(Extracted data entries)
-=-=-=-=-

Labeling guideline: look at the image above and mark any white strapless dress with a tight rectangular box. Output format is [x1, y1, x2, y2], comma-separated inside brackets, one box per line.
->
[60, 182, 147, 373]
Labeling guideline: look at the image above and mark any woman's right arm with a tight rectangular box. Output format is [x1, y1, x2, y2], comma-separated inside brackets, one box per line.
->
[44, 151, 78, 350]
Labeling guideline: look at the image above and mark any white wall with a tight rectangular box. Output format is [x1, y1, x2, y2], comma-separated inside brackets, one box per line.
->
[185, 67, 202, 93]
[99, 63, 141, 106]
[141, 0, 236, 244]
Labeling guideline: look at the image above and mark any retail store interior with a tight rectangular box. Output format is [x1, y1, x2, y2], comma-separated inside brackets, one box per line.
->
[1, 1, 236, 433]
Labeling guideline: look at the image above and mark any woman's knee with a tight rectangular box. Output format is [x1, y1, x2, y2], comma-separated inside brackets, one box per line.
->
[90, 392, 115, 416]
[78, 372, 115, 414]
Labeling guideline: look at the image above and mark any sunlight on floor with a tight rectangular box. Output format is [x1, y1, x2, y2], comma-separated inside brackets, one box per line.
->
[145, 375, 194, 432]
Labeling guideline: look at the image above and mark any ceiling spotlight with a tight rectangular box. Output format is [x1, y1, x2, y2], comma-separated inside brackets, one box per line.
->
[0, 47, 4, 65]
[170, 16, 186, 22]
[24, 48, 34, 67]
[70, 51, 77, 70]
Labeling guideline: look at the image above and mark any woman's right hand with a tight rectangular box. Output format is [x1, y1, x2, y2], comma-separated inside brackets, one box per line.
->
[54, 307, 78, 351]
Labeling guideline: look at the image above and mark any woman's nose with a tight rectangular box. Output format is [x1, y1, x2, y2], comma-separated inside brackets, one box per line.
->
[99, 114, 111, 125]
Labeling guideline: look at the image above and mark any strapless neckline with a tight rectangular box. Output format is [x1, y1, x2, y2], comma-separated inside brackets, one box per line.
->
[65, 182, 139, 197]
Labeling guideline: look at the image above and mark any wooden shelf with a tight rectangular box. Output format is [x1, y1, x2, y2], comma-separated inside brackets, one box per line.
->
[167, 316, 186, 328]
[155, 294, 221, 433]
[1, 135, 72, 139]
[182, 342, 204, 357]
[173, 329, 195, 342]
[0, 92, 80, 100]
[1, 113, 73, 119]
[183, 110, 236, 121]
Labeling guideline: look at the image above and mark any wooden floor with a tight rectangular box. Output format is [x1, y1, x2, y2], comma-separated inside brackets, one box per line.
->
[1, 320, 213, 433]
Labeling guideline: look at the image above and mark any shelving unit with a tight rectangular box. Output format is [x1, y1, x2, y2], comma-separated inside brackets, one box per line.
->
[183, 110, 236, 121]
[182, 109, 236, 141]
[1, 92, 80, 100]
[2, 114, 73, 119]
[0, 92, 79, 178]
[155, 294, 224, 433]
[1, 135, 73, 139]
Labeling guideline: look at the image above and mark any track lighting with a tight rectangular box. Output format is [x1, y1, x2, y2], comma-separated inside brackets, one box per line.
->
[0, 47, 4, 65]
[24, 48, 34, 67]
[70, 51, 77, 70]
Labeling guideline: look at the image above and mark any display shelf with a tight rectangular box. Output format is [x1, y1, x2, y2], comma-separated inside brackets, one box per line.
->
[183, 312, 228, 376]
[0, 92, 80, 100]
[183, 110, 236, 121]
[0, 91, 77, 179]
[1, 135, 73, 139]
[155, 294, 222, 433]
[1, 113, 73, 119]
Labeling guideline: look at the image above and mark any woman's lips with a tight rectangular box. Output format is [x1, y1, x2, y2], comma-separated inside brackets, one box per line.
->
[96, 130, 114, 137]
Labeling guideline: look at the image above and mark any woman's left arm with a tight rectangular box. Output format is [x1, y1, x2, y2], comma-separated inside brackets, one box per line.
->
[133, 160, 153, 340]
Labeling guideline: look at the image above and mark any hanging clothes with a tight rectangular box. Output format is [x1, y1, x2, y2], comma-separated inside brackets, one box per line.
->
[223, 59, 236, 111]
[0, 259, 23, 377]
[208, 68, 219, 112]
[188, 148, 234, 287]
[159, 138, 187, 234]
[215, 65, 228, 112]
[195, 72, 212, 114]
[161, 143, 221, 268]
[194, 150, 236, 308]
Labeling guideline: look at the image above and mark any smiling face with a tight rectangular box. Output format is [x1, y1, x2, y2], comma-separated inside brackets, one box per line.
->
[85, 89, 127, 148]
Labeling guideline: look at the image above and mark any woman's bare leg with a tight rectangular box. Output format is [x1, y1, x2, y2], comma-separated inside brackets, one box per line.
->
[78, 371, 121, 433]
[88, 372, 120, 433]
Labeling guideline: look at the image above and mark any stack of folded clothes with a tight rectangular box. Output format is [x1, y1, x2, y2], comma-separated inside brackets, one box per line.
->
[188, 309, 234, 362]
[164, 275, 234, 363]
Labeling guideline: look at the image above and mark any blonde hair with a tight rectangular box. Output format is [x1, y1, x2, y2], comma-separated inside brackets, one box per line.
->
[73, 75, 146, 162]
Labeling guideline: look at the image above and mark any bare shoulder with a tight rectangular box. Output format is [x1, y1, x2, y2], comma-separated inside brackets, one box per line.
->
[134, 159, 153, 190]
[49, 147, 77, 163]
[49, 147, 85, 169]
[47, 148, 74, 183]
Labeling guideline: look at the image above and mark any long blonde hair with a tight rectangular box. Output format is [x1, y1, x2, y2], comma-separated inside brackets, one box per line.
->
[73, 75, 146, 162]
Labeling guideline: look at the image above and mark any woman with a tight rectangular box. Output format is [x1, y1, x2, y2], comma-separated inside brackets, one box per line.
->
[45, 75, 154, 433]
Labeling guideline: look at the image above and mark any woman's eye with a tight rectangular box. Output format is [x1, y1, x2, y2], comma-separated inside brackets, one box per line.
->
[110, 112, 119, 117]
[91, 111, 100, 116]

-=-=-=-=-

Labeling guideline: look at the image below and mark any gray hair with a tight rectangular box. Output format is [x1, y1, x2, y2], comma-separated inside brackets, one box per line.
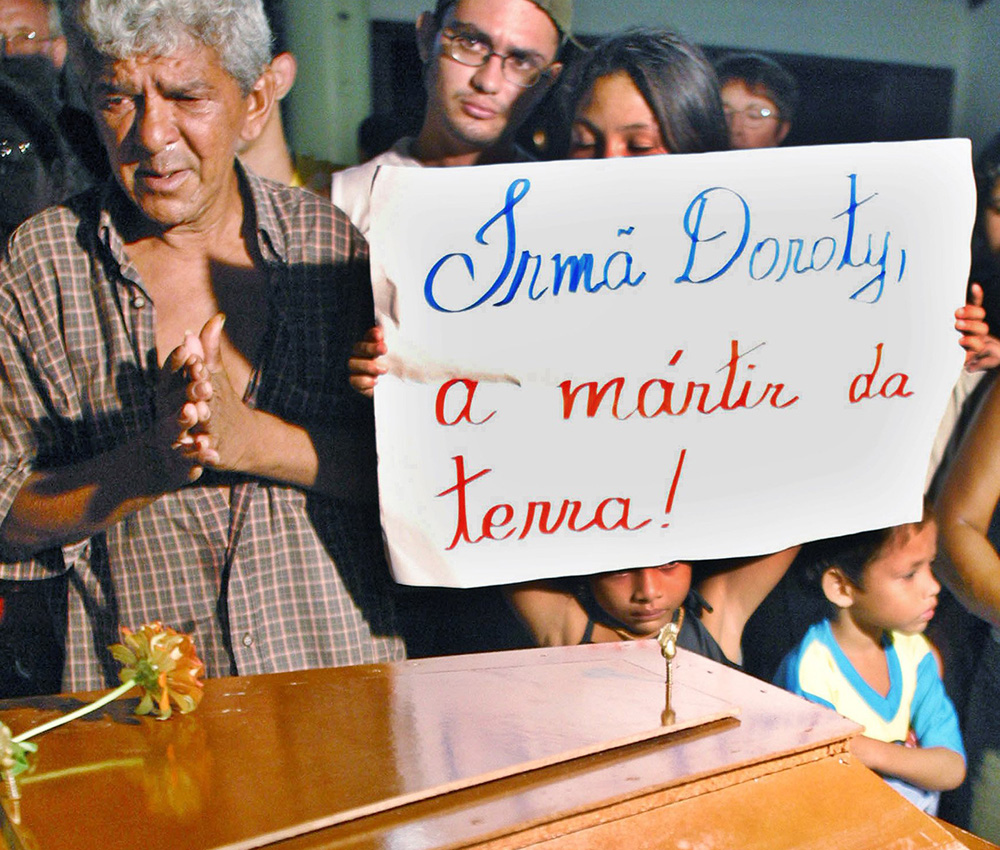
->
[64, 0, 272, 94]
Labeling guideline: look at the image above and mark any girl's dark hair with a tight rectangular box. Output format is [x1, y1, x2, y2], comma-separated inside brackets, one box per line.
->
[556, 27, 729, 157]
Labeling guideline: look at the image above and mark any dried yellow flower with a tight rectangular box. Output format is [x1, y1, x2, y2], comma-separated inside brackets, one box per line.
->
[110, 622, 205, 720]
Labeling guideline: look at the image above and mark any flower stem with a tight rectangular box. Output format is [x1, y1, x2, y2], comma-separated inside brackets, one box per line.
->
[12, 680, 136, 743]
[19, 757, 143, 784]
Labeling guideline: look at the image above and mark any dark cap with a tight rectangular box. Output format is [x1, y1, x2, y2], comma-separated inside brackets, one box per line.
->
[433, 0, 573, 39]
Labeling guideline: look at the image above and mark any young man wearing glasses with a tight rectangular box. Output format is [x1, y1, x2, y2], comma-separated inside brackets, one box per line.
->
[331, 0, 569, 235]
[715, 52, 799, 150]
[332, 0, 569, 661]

-=-=-=-=-

What to produce: All lines above that include the word "blonde" must be copied into the answer.

Solution:
Labeling guideline: look at the image above and mark any blonde hair with a tight rectangular box. Output format is [x1, y1, x2, y2], comma-separated inside brackets, one box per line.
Labeling guideline: look at the image above and mark any long blonde hair with a tight rectangular box. Output format is [x1, y1, x2, y2], comma-separated inside brackets, one box per line.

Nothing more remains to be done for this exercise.